Bacaan yang Diberikan ->
------------

UU Omnibus Law Cipta Kerja berhasil menggaet lebih banyak investor hingga dua kali lipat, terutama dari China. Jokowi juga melakukan hilirisasi (tidak menjual biji mentah) nikel dan bahan tambang lain, yang membuat Indonesia sempat digugat oleh Uni Eropa.

Beberapa upayanya untuk menasionalisasi beberapa aset perusahaan asing juga berhasil, seperti Freeport, TotalEnergies, dan Chevron. Untuk mengurangi impor minyak, Jokowi juga memerintahkan perusahaan minyak di Indonesia menjual minyaknya ke Pertamina.

Apa yang Perlu Dikritik

Hilirisasi Nikel yang Membawa Dampak Negatif (BBC)

Terlepas dari sisi positif dari pemerintahan Jokowi, Penulis menyoroti beberapa kebijakan yang kurang srek di hati dan merasa butuh memberikan kritik. Contoh paling mudah dan terlihat adalah pembangunan Ibu Kota Negara (IKN).

Setahu Penulis, ketika berada dalam masa kampanye untuk periode keduanya di tahun 2019, Jokowi tidak pernah menyebut rencana pemindahan ibukota. Tiba-tiba, ibukota pindah ke Kalimantan Timur tanpa ada diskusi dengan publik terlebih dahulu.

Padahal sewaktu menjadi Walikota Solo dulu, ia kerap melakukan komunikasi dengan publik untuk menyelesaikan sebuah permasalahan. Boro-boro dengan publik, dengan masyarakat yang berada di sekitar area IKN pun tidak.

------------

Materi yang Ditampilkan ->
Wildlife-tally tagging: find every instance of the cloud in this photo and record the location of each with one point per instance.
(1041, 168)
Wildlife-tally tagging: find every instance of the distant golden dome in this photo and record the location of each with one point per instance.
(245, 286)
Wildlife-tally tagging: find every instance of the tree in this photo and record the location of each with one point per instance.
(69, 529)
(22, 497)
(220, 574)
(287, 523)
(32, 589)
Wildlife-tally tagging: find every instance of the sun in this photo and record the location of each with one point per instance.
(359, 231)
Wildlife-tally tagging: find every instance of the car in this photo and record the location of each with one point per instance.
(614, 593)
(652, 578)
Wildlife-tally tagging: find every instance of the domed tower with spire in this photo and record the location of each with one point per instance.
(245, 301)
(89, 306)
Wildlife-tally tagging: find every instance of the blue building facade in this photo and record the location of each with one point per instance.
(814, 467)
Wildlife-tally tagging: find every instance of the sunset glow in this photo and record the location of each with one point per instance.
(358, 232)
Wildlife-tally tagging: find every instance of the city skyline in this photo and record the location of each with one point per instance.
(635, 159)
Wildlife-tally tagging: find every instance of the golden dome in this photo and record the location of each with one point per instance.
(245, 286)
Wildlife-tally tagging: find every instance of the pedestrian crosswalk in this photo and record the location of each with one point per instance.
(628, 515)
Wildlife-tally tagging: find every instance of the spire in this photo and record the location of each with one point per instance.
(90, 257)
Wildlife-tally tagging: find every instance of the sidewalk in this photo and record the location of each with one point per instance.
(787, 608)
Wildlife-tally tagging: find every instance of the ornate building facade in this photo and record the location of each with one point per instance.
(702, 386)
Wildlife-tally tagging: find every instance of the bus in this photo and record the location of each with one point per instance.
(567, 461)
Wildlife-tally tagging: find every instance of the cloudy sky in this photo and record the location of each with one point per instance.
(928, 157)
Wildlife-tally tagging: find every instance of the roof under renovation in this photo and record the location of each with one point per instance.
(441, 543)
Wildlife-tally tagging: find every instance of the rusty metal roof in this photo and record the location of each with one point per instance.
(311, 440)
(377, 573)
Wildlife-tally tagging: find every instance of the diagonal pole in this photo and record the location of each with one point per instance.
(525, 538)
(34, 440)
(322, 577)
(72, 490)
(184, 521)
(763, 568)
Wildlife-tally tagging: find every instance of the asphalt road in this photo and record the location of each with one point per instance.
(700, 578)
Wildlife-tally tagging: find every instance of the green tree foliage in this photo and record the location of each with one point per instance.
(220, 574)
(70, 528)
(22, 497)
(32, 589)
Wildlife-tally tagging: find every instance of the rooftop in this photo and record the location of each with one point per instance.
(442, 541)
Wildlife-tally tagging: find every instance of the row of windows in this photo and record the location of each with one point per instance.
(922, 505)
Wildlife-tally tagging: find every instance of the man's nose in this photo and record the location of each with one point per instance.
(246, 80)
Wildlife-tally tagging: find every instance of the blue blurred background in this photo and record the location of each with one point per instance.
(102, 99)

------------

Yang Diperlukan -> Teruskan tulisan tentang kebijakan pemerintahan Jokowi, dimulai setelah kalimat terakhirnya.

Jawaban Latihan ->
Konflik agraria dan HAM memang kerap terjadi atas nama Proyek Strategis Nasional (PSN). Tidak hanya IKN, masalah di Wadas hingga Rempang menjadi contoh lainnya. Jumlahnya dua kali lipat jika dibandingkan dengan era Presiden Susilo Bambang Yudhoyono.

Pembangunan infrastruktur yang masif di era Jokowi juga belum bisa dikatakan sukses, mengingat pertumbuhan ekonomi kita hanya nyaris stagnan di angka 4-5%, jauh dari target 7%. Mungkin memang butuh waktu agar hal tersebut bisa terlihat hasilnya.

Tidak hanya IKN, banyak UU yang tiba-tiba muncul dan mendapatkan persetujuan yang relatif kilat, mulai dari UU Omnibus Law Cipta Kerja, UU KPK, UU ITE, hingga Food Estate .Maklum saja, Jokowi didukung 81,9% kursi di parlemen, nyaris tanpa oposisi.

UU Omnibus Law Cipta Kerja dianggap terlalu berpihak kepada pihak investor atau pengusaha dan menekan buruh atau karyawan. Keberpihakan ini juga menjadi salah satu yang Penulis soroti, terutama jika kita melihat masalah hilirisasi nikel.

Meskipun niatnya bagus, hilirisasi nikel yang dilakukan terasa ugal-ugalan hingga merusak alam dan merugikan masyarakat yang tinggal di sekitar area tambang maupun smelter nikel. Bahkan, China lebih banyak meraup untung daripada kita sendiri.

Masalah pelemahan KPK juga kerap disorot. Jauh sebelum ketua KPK Firli Bahuri terkena kasus, sudah banyak suara-suara yang menentang pelemahan KPK. Skor corruption perception index kita juga stagnan, berada di angka 34 dan menghuni peringkat 115.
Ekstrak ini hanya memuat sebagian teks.